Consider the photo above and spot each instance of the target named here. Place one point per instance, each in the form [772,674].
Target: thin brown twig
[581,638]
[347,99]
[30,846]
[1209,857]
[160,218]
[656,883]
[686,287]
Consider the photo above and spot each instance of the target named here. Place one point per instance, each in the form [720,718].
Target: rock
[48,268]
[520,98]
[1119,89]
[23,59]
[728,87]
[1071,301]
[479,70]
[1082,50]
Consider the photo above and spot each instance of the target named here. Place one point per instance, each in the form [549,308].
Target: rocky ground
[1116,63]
▬▬▬▬▬▬▬▬▬▬
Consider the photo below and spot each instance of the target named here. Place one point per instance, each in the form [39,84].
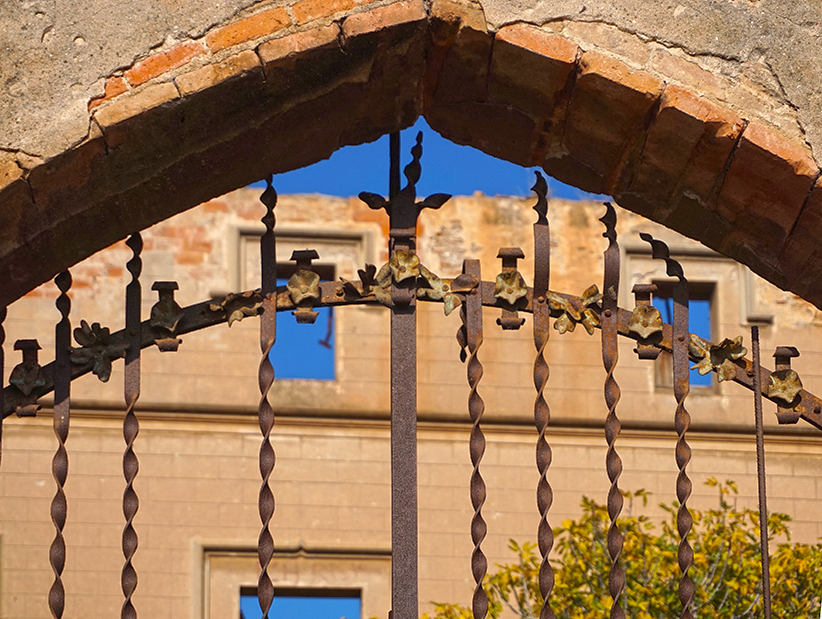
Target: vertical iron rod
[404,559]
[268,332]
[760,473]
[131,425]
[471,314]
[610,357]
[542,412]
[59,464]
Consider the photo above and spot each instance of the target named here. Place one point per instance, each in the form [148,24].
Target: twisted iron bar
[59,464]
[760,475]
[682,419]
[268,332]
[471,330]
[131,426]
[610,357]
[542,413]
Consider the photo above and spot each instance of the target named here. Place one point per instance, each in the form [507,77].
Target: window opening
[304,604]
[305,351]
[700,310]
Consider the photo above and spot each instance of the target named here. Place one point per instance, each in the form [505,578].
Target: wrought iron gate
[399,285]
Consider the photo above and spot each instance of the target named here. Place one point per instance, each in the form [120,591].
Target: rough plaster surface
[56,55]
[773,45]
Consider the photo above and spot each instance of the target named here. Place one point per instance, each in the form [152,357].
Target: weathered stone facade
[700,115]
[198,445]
▬▬▬▬▬▬▬▬▬▬
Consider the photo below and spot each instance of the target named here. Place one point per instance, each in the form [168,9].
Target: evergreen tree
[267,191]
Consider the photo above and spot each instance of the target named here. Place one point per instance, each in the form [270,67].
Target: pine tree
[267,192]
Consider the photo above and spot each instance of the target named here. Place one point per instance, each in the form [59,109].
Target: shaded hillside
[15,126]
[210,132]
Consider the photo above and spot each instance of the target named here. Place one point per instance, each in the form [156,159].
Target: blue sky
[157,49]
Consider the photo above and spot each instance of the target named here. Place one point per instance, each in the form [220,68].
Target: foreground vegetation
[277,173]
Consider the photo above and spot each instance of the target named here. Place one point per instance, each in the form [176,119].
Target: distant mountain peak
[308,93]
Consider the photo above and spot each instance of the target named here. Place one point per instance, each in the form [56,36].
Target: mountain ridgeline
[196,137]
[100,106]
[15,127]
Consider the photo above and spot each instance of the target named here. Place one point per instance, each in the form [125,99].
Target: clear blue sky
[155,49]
▬▬▬▬▬▬▬▬▬▬
> [JOB]:
Show each line of the records above that contains the word "blue".

> [SOLUTION FOR THIS PROBLEM]:
Target: blue sky
Target: clear blue sky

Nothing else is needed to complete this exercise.